**AIM OF THE TASK**
Convert all of the data below into a numbered list, one line per item, with blank lines left out. Leave out the pictures.

+ + + +

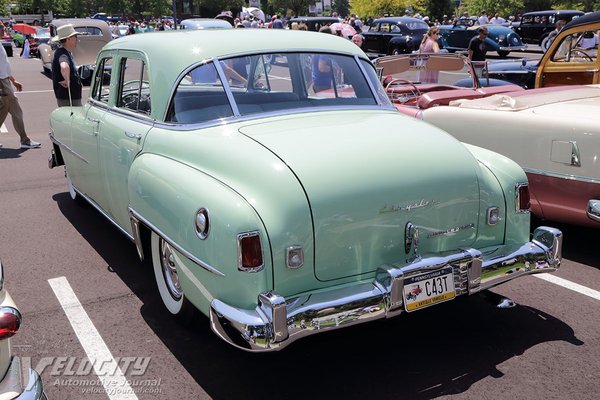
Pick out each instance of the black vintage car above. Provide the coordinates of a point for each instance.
(394, 35)
(501, 39)
(536, 26)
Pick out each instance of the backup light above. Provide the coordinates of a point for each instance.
(493, 215)
(10, 321)
(294, 257)
(250, 256)
(202, 223)
(523, 200)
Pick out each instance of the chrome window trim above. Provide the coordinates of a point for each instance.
(232, 103)
(580, 178)
(137, 216)
(239, 246)
(518, 198)
(243, 118)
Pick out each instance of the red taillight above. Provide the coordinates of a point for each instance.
(251, 258)
(523, 199)
(10, 321)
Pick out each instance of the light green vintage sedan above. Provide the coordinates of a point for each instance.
(275, 188)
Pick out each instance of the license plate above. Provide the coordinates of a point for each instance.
(427, 289)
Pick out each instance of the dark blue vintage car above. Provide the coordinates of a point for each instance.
(501, 39)
(394, 35)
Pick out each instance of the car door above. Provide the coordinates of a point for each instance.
(123, 131)
(83, 169)
(572, 58)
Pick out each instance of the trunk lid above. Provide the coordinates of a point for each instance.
(366, 175)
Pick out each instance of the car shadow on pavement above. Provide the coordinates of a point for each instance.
(7, 152)
(438, 351)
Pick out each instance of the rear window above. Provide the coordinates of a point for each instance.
(262, 84)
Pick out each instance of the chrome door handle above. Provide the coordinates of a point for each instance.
(131, 135)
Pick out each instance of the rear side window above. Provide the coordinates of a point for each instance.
(200, 96)
(134, 87)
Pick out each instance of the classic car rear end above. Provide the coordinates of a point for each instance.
(15, 382)
(251, 175)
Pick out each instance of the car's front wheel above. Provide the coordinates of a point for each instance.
(164, 262)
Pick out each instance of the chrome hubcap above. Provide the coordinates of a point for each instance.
(167, 262)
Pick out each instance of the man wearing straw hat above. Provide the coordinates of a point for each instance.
(10, 104)
(65, 80)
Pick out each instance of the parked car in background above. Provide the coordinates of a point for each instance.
(314, 23)
(415, 82)
(93, 35)
(200, 158)
(13, 383)
(204, 23)
(572, 58)
(394, 35)
(535, 27)
(562, 123)
(501, 39)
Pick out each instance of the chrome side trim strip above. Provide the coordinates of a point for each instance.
(67, 148)
(276, 321)
(137, 218)
(542, 172)
(593, 210)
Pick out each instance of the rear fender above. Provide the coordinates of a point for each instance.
(165, 196)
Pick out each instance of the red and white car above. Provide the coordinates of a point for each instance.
(552, 133)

+ + + +

**SOLUTION**
1. Pick out each instance of the black vintage car above. Provide the coordinates of a point for each instance.
2. (394, 35)
3. (501, 39)
4. (536, 26)
5. Pick out each instance of the backup light above. Provide the coordinates of a point for each instance.
6. (493, 215)
7. (10, 321)
8. (294, 257)
9. (250, 256)
10. (202, 223)
11. (523, 200)
12. Pick out each instance of the chrome window trim above. Provide the coordinates of a point for each instance.
13. (232, 103)
14. (580, 178)
15. (137, 216)
16. (239, 246)
17. (518, 198)
18. (243, 118)
19. Pick out each instance of the red taillight above. Provide the coordinates of a point for each instance.
20. (251, 258)
21. (523, 199)
22. (10, 321)
23. Pick out each instance of the light green vintage sedan above. Provide the coordinates of a point for each instance.
24. (275, 188)
25. Pick out each instance of the license plate above. Provide the coordinates of a point for each instance.
26. (427, 289)
27. Pick out each instance of the dark blue vintage car above. Provide the coordinates of a point for each instance.
28. (501, 39)
29. (394, 35)
30. Pick out each instance of the car door above. Provide the coordinates of a point for each instance.
31. (123, 131)
32. (83, 169)
33. (572, 58)
34. Pick out each instance of the trunk lid above. Provide the coordinates of a point for each instance.
35. (366, 175)
36. Pick out each instance of the car shadow on pavement above. Provide the coordinates of a point for each instance.
37. (7, 152)
38. (438, 351)
39. Pick out each instance of the rear window above. Provide the coordinates of a point for each instance.
40. (262, 84)
41. Pick out each instance of the chrome door handle above. Provide the coordinates of a point for each instance.
42. (131, 135)
43. Pick out each instance of the rear side window above. Provide the coordinates of a point for each instance.
44. (200, 96)
45. (134, 87)
46. Pick out each instance of the classic car rear end above. Provide the coordinates of a point for each instance.
47. (15, 382)
48. (251, 175)
49. Pick out each instance of the car's front wheel above. Provide the coordinates of a point for each instance.
50. (164, 262)
51. Pick out each instance of the chrome hubcap above. Provide the coordinates of a point for each instance.
52. (167, 262)
53. Pick out each instance of the man wearing straw hat above. Provide the coordinates of a point for each instance.
54. (10, 104)
55. (65, 80)
56. Pick out each instance of the parked car in background above. Provide the coordinates of a point for each instance.
57. (314, 23)
58. (415, 82)
59. (93, 35)
60. (200, 158)
61. (13, 383)
62. (204, 23)
63. (572, 58)
64. (394, 35)
65. (535, 27)
66. (562, 123)
67. (501, 39)
68. Pick out each instance of the chrome side trim strip above. Provide the coordinates of a point for each instance.
69. (67, 148)
70. (276, 321)
71. (137, 218)
72. (542, 172)
73. (593, 210)
74. Pick out each instance of the rear fender above. Provide the coordinates of a point for each instance.
75. (165, 196)
76. Pick out each instance of the red and white car above. Provide the coordinates of a point for each instance.
77. (552, 133)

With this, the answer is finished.